Coordinate annotation entries:

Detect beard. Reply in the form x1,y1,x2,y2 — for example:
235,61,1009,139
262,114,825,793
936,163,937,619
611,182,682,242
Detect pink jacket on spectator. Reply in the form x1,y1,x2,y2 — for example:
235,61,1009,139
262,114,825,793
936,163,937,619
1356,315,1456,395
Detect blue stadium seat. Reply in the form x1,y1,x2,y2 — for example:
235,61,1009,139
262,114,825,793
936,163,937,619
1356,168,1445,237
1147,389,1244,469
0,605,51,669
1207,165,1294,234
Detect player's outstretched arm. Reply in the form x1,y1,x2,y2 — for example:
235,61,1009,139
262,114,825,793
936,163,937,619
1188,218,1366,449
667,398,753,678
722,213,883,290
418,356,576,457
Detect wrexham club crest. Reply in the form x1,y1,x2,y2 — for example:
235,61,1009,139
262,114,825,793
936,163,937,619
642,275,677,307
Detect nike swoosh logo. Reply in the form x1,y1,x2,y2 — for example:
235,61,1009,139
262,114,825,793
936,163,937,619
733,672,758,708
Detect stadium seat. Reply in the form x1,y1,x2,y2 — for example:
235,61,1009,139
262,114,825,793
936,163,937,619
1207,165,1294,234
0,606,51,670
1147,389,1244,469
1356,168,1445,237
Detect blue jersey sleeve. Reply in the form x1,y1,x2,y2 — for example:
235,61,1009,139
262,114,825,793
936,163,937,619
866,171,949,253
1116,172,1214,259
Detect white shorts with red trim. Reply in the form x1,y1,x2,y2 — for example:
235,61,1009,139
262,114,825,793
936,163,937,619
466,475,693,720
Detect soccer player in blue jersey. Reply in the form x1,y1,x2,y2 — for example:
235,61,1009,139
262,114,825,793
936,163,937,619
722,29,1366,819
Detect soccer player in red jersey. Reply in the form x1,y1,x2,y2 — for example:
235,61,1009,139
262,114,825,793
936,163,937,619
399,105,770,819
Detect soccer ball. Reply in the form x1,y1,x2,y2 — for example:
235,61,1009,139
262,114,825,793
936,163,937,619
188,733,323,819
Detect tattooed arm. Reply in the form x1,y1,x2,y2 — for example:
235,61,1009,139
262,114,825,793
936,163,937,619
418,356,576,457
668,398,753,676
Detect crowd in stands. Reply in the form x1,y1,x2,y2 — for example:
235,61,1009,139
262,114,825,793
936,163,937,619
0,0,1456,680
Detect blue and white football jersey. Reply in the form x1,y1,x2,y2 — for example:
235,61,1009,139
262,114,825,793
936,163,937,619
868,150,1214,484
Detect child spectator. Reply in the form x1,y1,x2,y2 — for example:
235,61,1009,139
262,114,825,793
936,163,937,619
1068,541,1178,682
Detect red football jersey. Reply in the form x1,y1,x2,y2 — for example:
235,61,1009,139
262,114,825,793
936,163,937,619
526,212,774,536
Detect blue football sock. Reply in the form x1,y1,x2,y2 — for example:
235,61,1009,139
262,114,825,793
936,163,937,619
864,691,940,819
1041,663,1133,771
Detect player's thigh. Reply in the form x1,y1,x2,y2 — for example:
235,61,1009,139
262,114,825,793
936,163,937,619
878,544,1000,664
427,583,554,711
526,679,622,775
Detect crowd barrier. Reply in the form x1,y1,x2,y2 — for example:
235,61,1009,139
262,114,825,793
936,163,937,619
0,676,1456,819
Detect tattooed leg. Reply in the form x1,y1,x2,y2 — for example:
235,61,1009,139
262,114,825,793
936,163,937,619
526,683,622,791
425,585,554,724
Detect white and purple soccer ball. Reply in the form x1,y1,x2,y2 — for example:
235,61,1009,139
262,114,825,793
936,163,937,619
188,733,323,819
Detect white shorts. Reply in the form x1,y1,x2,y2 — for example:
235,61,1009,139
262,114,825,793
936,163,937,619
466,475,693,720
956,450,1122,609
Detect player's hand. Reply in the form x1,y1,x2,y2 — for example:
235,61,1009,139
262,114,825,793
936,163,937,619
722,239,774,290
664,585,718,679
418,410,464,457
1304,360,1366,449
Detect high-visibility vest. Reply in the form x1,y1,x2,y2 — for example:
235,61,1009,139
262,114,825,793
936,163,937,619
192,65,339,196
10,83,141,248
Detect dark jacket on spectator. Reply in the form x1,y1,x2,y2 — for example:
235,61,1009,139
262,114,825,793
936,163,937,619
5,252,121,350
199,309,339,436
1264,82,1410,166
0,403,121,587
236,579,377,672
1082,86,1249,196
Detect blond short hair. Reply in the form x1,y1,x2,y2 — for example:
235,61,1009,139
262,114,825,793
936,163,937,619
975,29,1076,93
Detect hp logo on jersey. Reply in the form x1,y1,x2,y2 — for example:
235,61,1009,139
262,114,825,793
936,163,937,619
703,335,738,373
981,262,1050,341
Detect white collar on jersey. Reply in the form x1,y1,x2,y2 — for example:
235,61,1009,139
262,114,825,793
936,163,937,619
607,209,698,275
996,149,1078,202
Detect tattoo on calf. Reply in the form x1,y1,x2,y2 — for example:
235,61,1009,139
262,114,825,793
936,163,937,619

Exercise objective:
Reproduce all of the rows above verbatim, line for line.

Exercise result:
Detect beard. Reply in the form x1,y1,x2,y2 — for example:
235,61,1009,139
262,114,825,793
936,163,937,619
611,182,682,242
Detect pink jacket on spectator. Reply in the form x1,y1,x2,y2 — for example:
235,61,1009,139
262,114,825,793
936,163,937,619
1356,315,1456,395
Detect blue stadium seat. Reply in the form x1,y1,x2,y2 — for example:
235,61,1009,139
262,114,825,793
936,163,937,619
1356,168,1445,237
1147,389,1244,469
0,605,51,669
1207,165,1294,234
Detect player's outstretched arm. Reply in the form x1,y1,x2,y2 — for example:
235,61,1009,139
262,114,825,793
936,163,937,619
1188,218,1366,449
667,398,753,678
722,213,883,290
418,356,576,457
Detect wrexham club crest. Reply in the form x1,y1,x2,y2 — for example:
235,61,1009,139
262,114,825,793
936,163,937,619
642,275,677,307
Detect nike swoosh logo. Reply in the form x1,y1,x2,y2 — for example:
235,61,1009,139
262,114,825,793
936,163,937,619
733,672,758,708
Detect stadium seat. Reply in the form x1,y1,x2,y2 — for example:
235,61,1009,139
262,114,825,793
936,163,937,619
1207,165,1294,234
0,606,51,670
1147,389,1244,469
1356,168,1445,237
Detect blue jersey sleeve. Reply in the form x1,y1,x2,y2 — for example:
235,61,1009,139
262,114,825,793
936,163,937,619
866,171,949,253
1116,172,1214,259
Detect white shorts with red trim. Reply in the form x1,y1,x2,y2 — for example:
235,61,1009,139
262,114,825,793
936,163,937,619
466,475,693,720
Detect soccer player in blue jersey. Reply in the form x1,y1,x2,y2 — for example:
235,61,1009,139
262,114,825,793
936,163,937,619
722,29,1366,819
Detect soccer player in red jersey. Reply in the form x1,y1,x2,y2 — for example:
235,61,1009,139
262,114,825,793
936,163,937,619
399,105,770,819
Detect soccer ball. Reply in the form x1,y1,x2,y2 — for example:
235,61,1009,139
262,114,825,793
936,163,937,619
188,733,323,819
Detect tattooed arm. Reply in the form x1,y1,x2,y2 — for example:
235,61,1009,139
262,114,825,793
936,163,937,619
418,356,576,457
668,398,753,676
Detect crowd in stands. Reply in the form x1,y1,x2,y2 — for example:
235,61,1009,139
262,114,825,793
936,163,937,619
0,0,1456,680
Detect blue and white football jersey. Reply in the form x1,y1,x2,y2 — for example:
235,61,1009,139
262,114,825,793
936,163,937,619
868,150,1214,484
Detect child spectator. Reply in the form x1,y1,x2,y2 — for example:
235,61,1009,139
262,114,825,793
936,163,937,619
1068,541,1178,682
Detect red football jersey. Reply in the form x1,y1,x2,y2 — for example:
235,61,1009,139
262,114,825,793
936,163,937,619
526,212,774,536
Detect blue football sock. Reply in the form x1,y1,x2,y2 — for example:
235,61,1009,139
262,114,825,793
936,163,937,619
864,691,940,819
1041,663,1133,771
Detect player's thigh. Reply in the form x1,y1,x2,y2 — for example:
235,61,1009,139
262,114,825,793
936,163,937,619
878,544,1000,664
427,583,554,711
526,679,622,775
Detect crowd barrier. Reply in the form x1,y1,x2,y2 — for example:
235,61,1009,139
262,114,825,793
936,163,937,619
0,676,1456,819
Detect tattooed leg. Reply in the form x1,y1,x2,y2 — for example:
235,61,1009,139
262,114,825,793
936,163,937,619
526,683,622,791
425,585,554,724
Detect white and purple soccer ball. Reply in the form x1,y1,x2,y2 — for example:
235,61,1009,139
262,114,825,793
936,163,937,619
188,733,323,819
Detect white shorts. Reply in the form x1,y1,x2,y2 — for example:
235,61,1009,139
262,114,825,793
936,163,937,619
466,475,693,720
956,450,1122,609
Detect player's hand. Reply in the form x1,y1,x2,y2 — for example:
235,61,1009,139
262,114,825,793
936,163,937,619
722,239,774,290
664,585,718,679
418,410,464,457
1304,360,1366,449
Detect high-visibility vest. Reply in the form x1,y1,x2,y2 — for example:
235,61,1009,139
262,114,825,793
936,163,937,619
192,65,339,196
10,83,141,248
Detect dark jacket on spectator. Reply in the form x1,y1,x2,y2 — for example:
235,61,1009,139
262,114,825,793
936,163,937,619
5,252,121,350
199,309,339,436
1264,82,1410,166
0,403,121,587
236,579,377,672
1082,86,1249,196
Detect blond short hair. Reply in the form x1,y1,x2,y2 — for example:
235,61,1009,139
262,114,825,793
936,163,937,619
975,29,1076,93
Detect hp logo on jersey. Reply in the form x1,y1,x2,y2 — for example:
235,61,1009,139
262,114,825,793
936,163,937,619
703,335,738,373
981,262,1050,341
Detect white collar on jersey. Reply in the form x1,y1,x2,y2 — for example:
235,61,1009,139
262,114,825,793
936,163,937,619
607,209,698,275
996,149,1078,202
Detect tattoo on calf. Reply in the form x1,y1,x2,y2 — for example:
235,61,1009,139
262,114,825,793
936,163,937,619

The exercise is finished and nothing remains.